SELECTED TEXT ->
##########

Crowds gather in hope of NHS dental treatment

Sammy Jenkins
BBC News, West of England
Chris Mace
BBC News, Bristol
Joe Sims marks the first year of St Pauls' Dental Practice

Long queues have once again formed outside a Bristol dental clinic as people hoped to register as NHS patients.

Similar scenes were pictured outside St Paul's Dental Surgery, which is celebrating a year since it opened in 2024.

The surgery, which has taken on 13,700 NHS patients since opening - including some from as far away as Cornwall - opened a further 100 in-person registrations on Thursday to celebrate the milestone.

Shivani Bhandari, the surgery's operations manager, said the whole country was dealing with a "dental health crisis".

"The UK doesn't have enough dentists," she said.

"Things need to be changed at the top because we don't have the workforce. The workforce is not there for NHS or private dentistry as well," she added.

A queue of people standing outside St Paul's Dental Surgery in Bristol. The surgery is on a high street and the queues are going down the street. There is around 30 to 40 people waiting in the queue.
A queue formed outside St Paul's Dental Surgery in Bristol

A Department of Health and Social Care spokesperson said it had inherited a situation where "desperate" dental patients were "forced to queue around the block for treatment".

##########

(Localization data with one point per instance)
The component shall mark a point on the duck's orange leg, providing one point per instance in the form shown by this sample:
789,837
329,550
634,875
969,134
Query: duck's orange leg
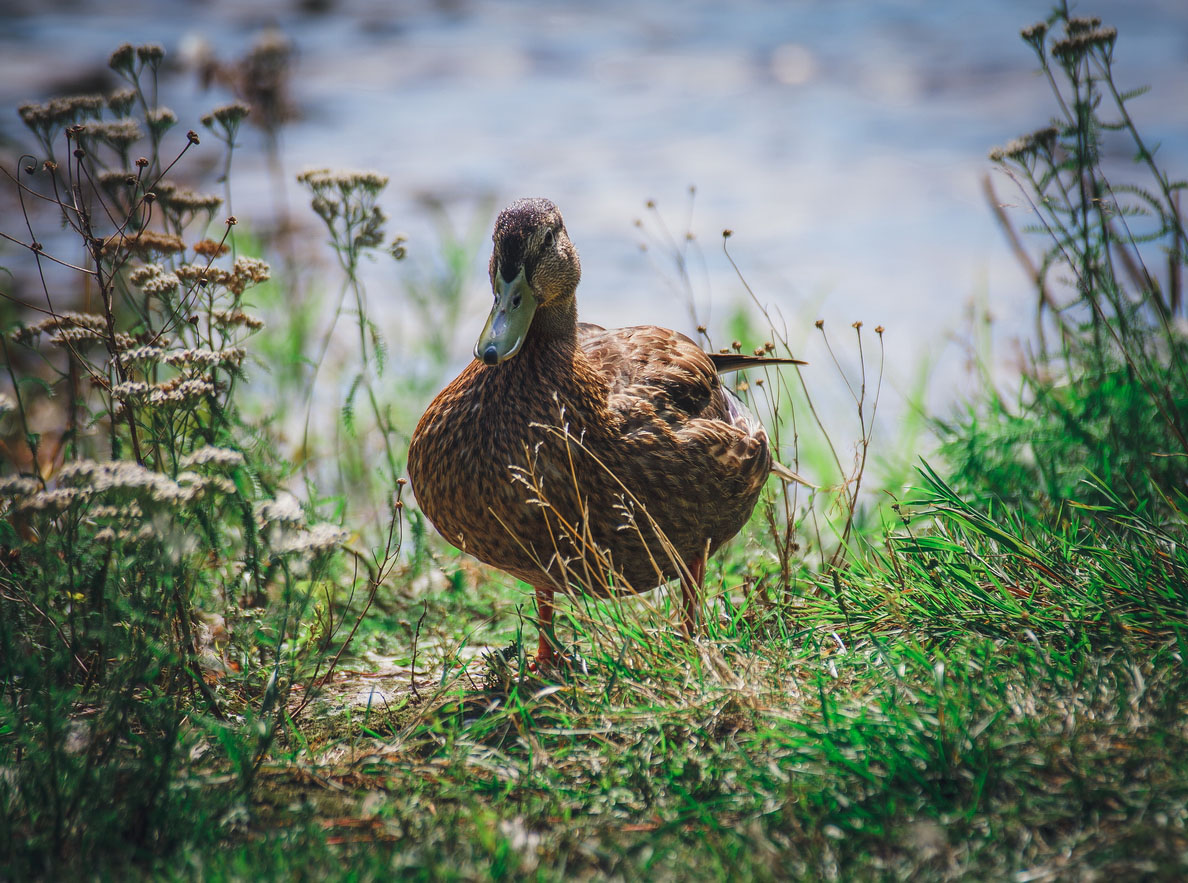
690,593
545,653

##########

Reproduce verbatim the passage of the news report on NHS dental queues in Bristol, starting with "Long queues have" and going on through "celebrate the milestone.".

Long queues have once again formed outside a Bristol dental clinic as people hoped to register as NHS patients.

Similar scenes were pictured outside St Paul's Dental Surgery, which is celebrating a year since it opened in 2024.

The surgery, which has taken on 13,700 NHS patients since opening - including some from as far away as Cornwall - opened a further 100 in-person registrations on Thursday to celebrate the milestone.